-- Exercise text --
☆ ☆ ☆ ☆ ☆ ☆ ☆
Git Product home page Git Product logo

flyscrape's Introduction



flyscrape is a standalone and scriptable web scraper, combining the speed of Go with the flexibility of JavaScript. — Focus on data extraction rather than request juggling.


Installation · Documentation · Releases

Features

  • Highly Configurable: 10 options to fine-tune your scraper.
  • Standalone: flyscrape comes as a single binary executable.
  • Scriptable: Use JavaScript to write your data extraction logic.
  • Simple API: Extract data from HTML pages with a familiar API.
  • Fast Iteration: Use the development mode to get quick feedback.
  • Request Caching: Re-run scripts on websites you already scraped.
  • Zero Dependencies: No need to fill up your disk with npm packages.

Example script

export const config = {
    url: "https://news.ycombinator.com/",
    // urls: []               // Specify additional URLs to start from.      (default = none)
    // depth: 0,              // Specify how deep links should be followed.  (default = 0, no follow)
    // follow: [],            // Speficy the css selectors to follow         (default = ["a[href]"])
    // allowedDomains: [],    // Specify the allowed domains. ['*'] for all. (default = domain from url)
    // blockedDomains: [],    // Specify the blocked domains.                (default = none)
    // allowedURLs: [],       // Specify the allowed URLs as regex.          (default = all allowed)
    // blockedURLs: [],       // Specify the blocked URLs as regex.          (default = none)
☆ ☆ ☆ ☆ ☆ ☆ ☆
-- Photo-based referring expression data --
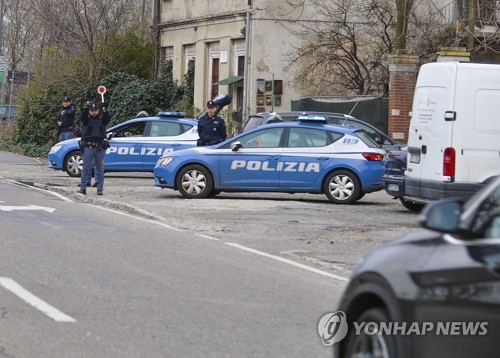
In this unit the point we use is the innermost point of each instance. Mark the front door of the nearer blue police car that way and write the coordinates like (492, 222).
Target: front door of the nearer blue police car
(256, 163)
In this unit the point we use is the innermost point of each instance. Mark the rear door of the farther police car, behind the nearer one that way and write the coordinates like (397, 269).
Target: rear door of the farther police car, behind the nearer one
(163, 137)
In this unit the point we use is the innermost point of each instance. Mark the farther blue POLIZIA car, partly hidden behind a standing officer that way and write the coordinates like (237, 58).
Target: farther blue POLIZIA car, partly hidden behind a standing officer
(136, 144)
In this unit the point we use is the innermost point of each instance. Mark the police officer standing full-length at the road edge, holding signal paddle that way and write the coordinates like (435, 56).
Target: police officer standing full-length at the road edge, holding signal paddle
(93, 145)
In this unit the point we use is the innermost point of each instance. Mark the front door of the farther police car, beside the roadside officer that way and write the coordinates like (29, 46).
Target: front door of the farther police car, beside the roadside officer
(126, 143)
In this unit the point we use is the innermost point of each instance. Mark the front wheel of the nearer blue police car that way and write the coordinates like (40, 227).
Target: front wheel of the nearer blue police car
(194, 181)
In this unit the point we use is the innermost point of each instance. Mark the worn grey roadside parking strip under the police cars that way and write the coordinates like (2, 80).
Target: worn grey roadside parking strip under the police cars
(305, 228)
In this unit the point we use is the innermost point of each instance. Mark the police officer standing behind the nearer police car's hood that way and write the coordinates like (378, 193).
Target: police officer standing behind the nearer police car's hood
(211, 127)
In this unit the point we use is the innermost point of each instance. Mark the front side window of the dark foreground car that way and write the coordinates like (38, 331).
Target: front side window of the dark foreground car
(487, 221)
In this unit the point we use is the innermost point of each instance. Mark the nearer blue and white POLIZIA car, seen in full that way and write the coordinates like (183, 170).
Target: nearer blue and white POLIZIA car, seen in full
(305, 156)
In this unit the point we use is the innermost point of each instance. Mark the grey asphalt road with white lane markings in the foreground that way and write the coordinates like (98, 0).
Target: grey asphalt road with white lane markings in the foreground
(119, 285)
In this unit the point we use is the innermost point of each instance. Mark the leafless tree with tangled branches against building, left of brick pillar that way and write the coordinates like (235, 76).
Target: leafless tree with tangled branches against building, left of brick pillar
(346, 53)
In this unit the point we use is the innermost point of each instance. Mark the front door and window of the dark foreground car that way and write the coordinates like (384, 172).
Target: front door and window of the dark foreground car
(461, 283)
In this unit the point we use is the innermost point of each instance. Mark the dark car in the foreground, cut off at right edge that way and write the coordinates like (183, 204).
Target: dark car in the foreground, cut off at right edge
(434, 292)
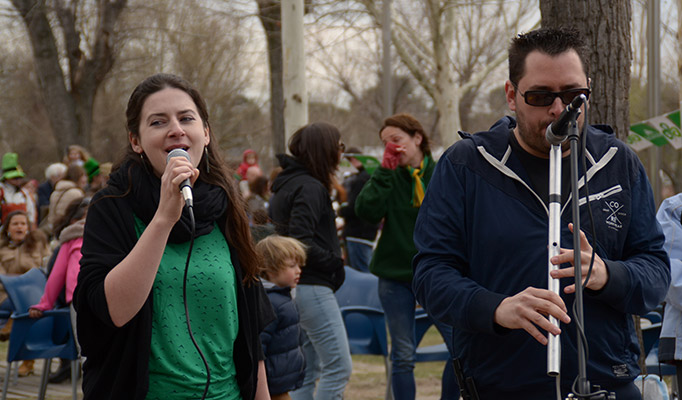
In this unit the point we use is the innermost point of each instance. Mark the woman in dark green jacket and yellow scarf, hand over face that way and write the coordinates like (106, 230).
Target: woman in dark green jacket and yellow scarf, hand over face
(394, 193)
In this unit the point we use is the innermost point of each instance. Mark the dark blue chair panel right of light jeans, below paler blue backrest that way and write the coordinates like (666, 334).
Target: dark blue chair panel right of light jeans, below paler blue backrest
(366, 329)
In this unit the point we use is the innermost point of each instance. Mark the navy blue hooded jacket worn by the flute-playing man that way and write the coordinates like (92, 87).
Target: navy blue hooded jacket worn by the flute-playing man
(482, 236)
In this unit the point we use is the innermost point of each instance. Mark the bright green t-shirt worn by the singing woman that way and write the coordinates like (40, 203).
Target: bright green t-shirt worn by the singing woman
(176, 370)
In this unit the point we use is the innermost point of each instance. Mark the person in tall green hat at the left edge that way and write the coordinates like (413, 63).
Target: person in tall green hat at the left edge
(12, 196)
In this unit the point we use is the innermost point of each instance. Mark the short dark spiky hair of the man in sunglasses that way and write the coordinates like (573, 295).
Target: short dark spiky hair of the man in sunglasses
(551, 41)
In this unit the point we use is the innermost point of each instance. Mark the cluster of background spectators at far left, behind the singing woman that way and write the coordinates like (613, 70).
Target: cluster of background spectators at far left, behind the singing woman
(42, 227)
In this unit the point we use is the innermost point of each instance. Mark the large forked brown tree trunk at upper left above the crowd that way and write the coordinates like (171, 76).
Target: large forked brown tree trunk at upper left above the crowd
(70, 106)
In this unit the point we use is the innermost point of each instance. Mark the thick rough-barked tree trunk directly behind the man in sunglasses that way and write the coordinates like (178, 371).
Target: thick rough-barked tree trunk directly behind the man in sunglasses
(605, 25)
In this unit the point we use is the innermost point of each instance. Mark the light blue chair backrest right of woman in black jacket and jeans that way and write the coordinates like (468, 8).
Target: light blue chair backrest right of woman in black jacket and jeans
(359, 289)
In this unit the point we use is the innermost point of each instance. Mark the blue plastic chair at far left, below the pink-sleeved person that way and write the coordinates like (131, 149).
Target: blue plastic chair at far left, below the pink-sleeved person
(43, 338)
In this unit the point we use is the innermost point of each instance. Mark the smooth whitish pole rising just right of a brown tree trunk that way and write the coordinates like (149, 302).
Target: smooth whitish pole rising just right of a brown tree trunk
(295, 94)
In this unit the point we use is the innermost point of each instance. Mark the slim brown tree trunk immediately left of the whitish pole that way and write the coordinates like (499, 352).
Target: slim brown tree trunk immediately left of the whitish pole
(269, 13)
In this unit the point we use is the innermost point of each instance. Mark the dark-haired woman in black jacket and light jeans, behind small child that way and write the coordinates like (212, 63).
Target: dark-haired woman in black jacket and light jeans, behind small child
(301, 207)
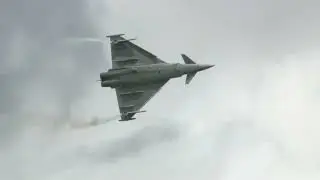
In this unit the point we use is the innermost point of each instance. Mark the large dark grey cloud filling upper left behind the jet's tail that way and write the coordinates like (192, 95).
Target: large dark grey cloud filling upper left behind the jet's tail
(44, 63)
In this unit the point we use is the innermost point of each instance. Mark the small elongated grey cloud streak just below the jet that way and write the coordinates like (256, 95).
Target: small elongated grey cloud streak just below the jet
(133, 145)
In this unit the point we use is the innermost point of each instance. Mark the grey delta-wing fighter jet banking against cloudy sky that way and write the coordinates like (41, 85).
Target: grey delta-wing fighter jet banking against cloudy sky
(137, 75)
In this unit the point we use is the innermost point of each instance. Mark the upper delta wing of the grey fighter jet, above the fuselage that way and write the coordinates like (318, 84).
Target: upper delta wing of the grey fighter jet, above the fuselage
(124, 53)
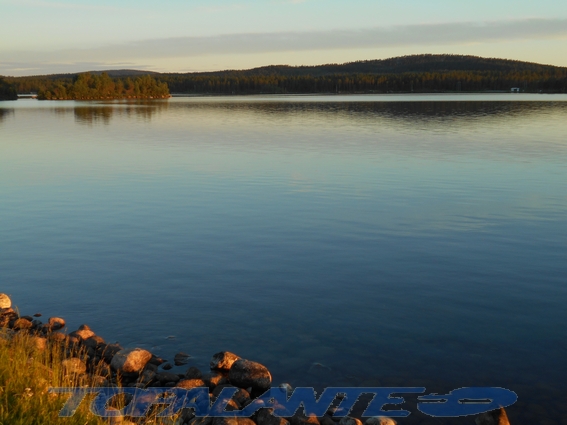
☆ ☆ ☆ ☆ ☆ ☆ ☆
-- Instructions --
A. Write out everything in the flyscrape introduction from "flyscrape is a" down to "data extraction logic.".
B. Continue the flyscrape introduction from the point where it stops.

-- Solved problems --
A.
flyscrape is a standalone and scriptable web scraper, combining the speed of Go with the flexibility of JavaScript. — Focus on data extraction rather than request juggling.


Installation · Documentation · Releases

Features

  • Highly Configurable: 10 options to fine-tune your scraper.
  • Standalone: flyscrape comes as a single binary executable.
  • Scriptable: Use JavaScript to write your data extraction logic.

B.
    // rate: 100,             // Specify the rate in requests per second.    (default = no rate limit)
    // proxies: [],           // Specify the HTTP(S) proxy URLs.             (default = no proxy)
    // cache: "file",         // Enable file-based request caching.          (default = no cache)
}

export default function ({ doc, absoluteURL }) {
    const title = doc.find("title");
    const posts = doc.find(".athing");

    return {
        title: title.text(),
        posts: posts.map((post) => {
            const link = post.find(".titleline > a");

            return {
                title: link.text(),
                url: link.attr("href"),
            };
        }),
    }
}
$ flyscrape run hackernews.js
[
  {
    "url": "https://news.ycombinator.com/",
    "data": {
      "title": "Hacker News",
      "posts": [
        {
          "title": "Show HN: flyscrape - An standalone and scriptable web scraper",
          "url": "https://flyscrape.com/"
        },
        ...
      ]
    }
  }
]

Check out the examples folder for more detailed examples.

Installation

Pre-compiled binary

flyscrape is available for MacOS, Linux and Windows as a downloadable binary from the releases page.

Compile from source

To compile flyscrape from source, follow these steps:

  1. Install Go: Make sure you have Go installed on your system. If not, you can download it from https://golang.org/.

  2. Install flyscrape: Open a terminal and run the following command:

    go install github.com/philippta/flyscrape/cmd/flyscrape@latest

Usage

Usage:

    flyscrape run SCRIPT [config flags]

Examples:

    # Run the script.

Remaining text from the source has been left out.